─── TEXTO FORNECIDO
Se se visse a dirigir uma publicação como o Expresso, o que é que gostaria de ler mais, o que é que gostaria de ver mais aprofundado e não vê?
É uma boa pergunta. No outro dia estava a pensar que havia a tradição da banda desenhada nos jornais e já não há. E estava a pensar que a poesia tem pouco espaço. Acabou por ser um estilo literário que já só se encontra nos livros. De alguma forma não era má ideia ter algum tipo de conteúdo poético, nem que fosse numa secção própria. Foi uma resposta péssima?! [Risos]

Vivemos um tempo conturbado, socialmente, economicamente, e o setor da Cultura é muito afetado. Tem certamente amigos, músicos, realizadores, técnicos, que passam muitas dificuldades. O jornalismo está a cumprir devidamente o seu papel de informar, escrutinar e denunciar?
──────
* DETALHES DO EXERCÍCIO
Transcreva na íntegra o excerto da entrevista, sem alterar nada. Os registos não têm aqui qualquer função.
─── EXTRATO DE DADOS
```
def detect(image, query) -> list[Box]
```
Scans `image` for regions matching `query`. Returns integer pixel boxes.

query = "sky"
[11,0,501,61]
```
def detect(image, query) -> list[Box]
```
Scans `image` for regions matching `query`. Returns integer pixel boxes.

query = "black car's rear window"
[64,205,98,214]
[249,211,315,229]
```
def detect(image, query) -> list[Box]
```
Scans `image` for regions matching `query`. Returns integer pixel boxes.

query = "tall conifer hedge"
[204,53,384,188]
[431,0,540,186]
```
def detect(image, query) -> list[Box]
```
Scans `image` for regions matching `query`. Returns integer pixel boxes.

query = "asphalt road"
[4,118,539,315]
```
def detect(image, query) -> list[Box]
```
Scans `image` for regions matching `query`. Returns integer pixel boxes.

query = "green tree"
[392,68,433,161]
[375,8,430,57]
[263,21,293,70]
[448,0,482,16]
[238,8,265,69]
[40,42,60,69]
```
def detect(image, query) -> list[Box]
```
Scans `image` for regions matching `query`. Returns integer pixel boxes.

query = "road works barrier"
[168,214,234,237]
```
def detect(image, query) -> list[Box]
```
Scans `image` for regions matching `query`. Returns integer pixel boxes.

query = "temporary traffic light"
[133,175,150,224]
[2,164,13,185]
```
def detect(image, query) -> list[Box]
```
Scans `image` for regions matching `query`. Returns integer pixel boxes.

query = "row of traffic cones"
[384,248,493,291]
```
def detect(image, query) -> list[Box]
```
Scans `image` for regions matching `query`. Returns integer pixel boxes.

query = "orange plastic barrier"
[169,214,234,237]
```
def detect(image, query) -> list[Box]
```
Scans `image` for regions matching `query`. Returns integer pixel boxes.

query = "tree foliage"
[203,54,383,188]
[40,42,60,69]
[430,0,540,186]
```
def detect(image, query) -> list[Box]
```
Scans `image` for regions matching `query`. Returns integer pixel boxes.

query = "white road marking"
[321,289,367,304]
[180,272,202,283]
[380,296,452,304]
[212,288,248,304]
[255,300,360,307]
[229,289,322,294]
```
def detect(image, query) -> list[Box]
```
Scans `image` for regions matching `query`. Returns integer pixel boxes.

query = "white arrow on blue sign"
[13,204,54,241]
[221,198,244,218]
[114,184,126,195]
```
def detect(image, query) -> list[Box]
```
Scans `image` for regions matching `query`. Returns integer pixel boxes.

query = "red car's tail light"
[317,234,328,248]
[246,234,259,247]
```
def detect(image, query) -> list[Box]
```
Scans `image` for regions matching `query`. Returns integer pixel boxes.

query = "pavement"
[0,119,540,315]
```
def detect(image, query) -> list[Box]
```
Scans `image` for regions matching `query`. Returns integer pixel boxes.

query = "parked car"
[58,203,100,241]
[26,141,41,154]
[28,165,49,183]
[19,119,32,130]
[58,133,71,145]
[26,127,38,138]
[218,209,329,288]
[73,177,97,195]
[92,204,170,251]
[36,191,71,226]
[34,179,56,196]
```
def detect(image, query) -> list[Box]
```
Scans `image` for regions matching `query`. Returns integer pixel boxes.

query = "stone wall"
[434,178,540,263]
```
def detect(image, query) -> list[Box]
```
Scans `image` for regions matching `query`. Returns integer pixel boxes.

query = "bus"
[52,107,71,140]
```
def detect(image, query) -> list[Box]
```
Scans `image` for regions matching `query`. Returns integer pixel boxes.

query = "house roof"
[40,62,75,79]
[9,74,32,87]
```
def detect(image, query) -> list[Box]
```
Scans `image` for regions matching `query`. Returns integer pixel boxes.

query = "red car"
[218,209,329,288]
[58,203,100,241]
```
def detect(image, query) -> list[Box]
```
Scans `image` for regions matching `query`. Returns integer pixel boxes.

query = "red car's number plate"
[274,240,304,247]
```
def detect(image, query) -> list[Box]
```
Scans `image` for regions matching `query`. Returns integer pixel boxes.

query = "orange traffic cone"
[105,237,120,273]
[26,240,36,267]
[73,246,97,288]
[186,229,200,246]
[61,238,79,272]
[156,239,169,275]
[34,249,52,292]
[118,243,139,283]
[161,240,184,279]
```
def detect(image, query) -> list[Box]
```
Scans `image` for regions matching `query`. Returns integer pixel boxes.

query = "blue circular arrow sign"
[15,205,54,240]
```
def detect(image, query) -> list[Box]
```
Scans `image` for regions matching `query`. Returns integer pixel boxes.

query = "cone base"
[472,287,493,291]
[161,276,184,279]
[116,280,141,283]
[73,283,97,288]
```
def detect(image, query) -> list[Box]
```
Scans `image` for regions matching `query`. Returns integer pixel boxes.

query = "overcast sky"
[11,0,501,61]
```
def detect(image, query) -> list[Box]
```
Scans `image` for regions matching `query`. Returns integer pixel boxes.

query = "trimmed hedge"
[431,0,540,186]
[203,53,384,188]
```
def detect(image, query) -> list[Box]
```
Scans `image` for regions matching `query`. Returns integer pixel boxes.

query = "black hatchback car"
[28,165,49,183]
──────
* RESPOSTA À TAREFA
Se se visse a dirigir uma publicação como o Expresso, o que é que gostaria de ler mais, o que é que gostaria de ver mais aprofundado e não vê?
É uma boa pergunta. No outro dia estava a pensar que havia a tradição da banda desenhada nos jornais e já não há. E estava a pensar que a poesia tem pouco espaço. Acabou por ser um estilo literário que já só se encontra nos livros. De alguma forma não era má ideia ter algum tipo de conteúdo poético, nem que fosse numa secção própria. Foi uma resposta péssima?! [Risos]

Vivemos um tempo conturbado, socialmente, economicamente, e o setor da Cultura é muito afetado. Tem certamente amigos, músicos, realizadores, técnicos, que passam muitas dificuldades. O jornalismo está a cumprir devidamente o seu papel de informar, escrutinar e denunciar?